▶ _Written request a_
Set down the passage in the neighborhood bike ride account from "Last Sunday I" up to and including "for bike traffic!", keeping every word and mark the same.

>> BEGIN Document excerpt

Last Sunday I broke with my long-ride routines and joined the “Friendly Ride,” put on by the Mid-City West Community Council and the New Urbanism Film Festival. It was a neighborhood ride, designed to showcase a proposed micro-network of Neighborhood Greenways in Hollywood and the Miracle Mile. I say “micro-network,” because the ask is for only two streets, one of them already almost devoid of motor traffic. The streets are Rosewood, from just east of La Cienega to Formosa, and Formosa and Alta Vista/Cochran (one of those maddening LA streets that changes its name at random intervals) to Wilshire Boulevard, where the new rush-hour bus/bike lanes are almost done. The chosen stretch of Rosewood is so narrow that cars going opposite directions can barely pass, but of course there’s plenty of room for bike traffic!

>> END Document excerpt
>> BEGIN Working data

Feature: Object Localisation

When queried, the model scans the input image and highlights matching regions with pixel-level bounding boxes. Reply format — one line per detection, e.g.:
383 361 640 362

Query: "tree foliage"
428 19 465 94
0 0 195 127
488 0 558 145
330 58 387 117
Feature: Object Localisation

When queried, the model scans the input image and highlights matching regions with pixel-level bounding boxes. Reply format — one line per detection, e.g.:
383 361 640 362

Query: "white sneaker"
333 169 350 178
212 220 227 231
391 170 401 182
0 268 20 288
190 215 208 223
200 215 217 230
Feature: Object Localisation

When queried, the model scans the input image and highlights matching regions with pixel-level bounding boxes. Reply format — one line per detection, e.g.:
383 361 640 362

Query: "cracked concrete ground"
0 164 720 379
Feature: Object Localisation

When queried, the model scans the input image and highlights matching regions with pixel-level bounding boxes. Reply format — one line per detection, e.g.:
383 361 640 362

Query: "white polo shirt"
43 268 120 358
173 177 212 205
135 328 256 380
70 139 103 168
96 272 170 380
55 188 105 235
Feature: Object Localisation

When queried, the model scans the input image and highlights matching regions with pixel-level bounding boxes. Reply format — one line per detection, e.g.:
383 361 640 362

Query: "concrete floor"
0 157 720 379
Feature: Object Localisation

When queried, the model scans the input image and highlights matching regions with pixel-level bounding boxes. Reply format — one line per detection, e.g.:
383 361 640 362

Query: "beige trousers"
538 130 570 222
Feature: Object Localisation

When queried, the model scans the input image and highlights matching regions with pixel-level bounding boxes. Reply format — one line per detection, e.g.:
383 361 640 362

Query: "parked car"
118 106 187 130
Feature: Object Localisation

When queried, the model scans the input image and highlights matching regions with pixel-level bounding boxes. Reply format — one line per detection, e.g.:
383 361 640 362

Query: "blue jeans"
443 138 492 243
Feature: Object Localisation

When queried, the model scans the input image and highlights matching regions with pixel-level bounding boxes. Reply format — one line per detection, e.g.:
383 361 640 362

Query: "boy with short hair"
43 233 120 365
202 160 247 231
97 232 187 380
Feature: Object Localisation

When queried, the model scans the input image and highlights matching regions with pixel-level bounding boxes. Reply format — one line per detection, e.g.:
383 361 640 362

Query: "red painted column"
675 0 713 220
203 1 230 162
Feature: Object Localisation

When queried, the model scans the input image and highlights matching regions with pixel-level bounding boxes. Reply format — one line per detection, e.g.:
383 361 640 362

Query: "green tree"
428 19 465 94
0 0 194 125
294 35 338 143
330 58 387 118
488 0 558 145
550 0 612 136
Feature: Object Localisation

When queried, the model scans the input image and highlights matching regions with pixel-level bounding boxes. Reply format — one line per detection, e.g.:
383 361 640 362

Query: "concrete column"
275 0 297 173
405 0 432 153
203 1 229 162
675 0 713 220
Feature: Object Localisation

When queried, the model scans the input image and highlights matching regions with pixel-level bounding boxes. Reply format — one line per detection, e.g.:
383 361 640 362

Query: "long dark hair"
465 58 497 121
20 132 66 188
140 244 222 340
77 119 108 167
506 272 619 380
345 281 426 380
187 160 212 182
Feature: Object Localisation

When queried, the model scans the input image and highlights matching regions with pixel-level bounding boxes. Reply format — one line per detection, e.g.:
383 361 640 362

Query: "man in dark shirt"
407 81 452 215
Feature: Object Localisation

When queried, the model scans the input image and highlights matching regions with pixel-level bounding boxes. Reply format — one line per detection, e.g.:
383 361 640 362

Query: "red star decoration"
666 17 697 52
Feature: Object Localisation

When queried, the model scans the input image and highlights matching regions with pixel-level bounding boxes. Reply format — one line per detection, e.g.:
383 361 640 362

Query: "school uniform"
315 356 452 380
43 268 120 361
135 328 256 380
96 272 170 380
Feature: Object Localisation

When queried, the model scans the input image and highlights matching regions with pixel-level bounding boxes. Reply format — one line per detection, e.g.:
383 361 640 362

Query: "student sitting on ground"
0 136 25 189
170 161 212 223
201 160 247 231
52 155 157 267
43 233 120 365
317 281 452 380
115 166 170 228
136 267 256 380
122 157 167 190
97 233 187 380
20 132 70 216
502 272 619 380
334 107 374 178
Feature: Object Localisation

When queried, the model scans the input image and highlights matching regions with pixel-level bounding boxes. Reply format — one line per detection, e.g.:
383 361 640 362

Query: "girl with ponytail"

>> END Working data

▶ _Written request b_
Extract the lines of the records from the first one up to and including the line with "330 58 387 117", keeping each one identical.

▶ _Written answer a_
Last Sunday I broke with my long-ride routines and joined the “Friendly Ride,” put on by the Mid-City West Community Council and the New Urbanism Film Festival. It was a neighborhood ride, designed to showcase a proposed micro-network of Neighborhood Greenways in Hollywood and the Miracle Mile. I say “micro-network,” because the ask is for only two streets, one of them already almost devoid of motor traffic. The streets are Rosewood, from just east of La Cienega to Formosa, and Formosa and Alta Vista/Cochran (one of those maddening LA streets that changes its name at random intervals) to Wilshire Boulevard, where the new rush-hour bus/bike lanes are almost done. The chosen stretch of Rosewood is so narrow that cars going opposite directions can barely pass, but of course there’s plenty of room for bike traffic!

▶ _Written answer b_
Feature: Object Localisation

When queried, the model scans the input image and highlights matching regions with pixel-level bounding boxes. Reply format — one line per detection, e.g.:
383 361 640 362

Query: "tree foliage"
428 19 465 94
0 0 195 127
488 0 558 145
330 58 387 117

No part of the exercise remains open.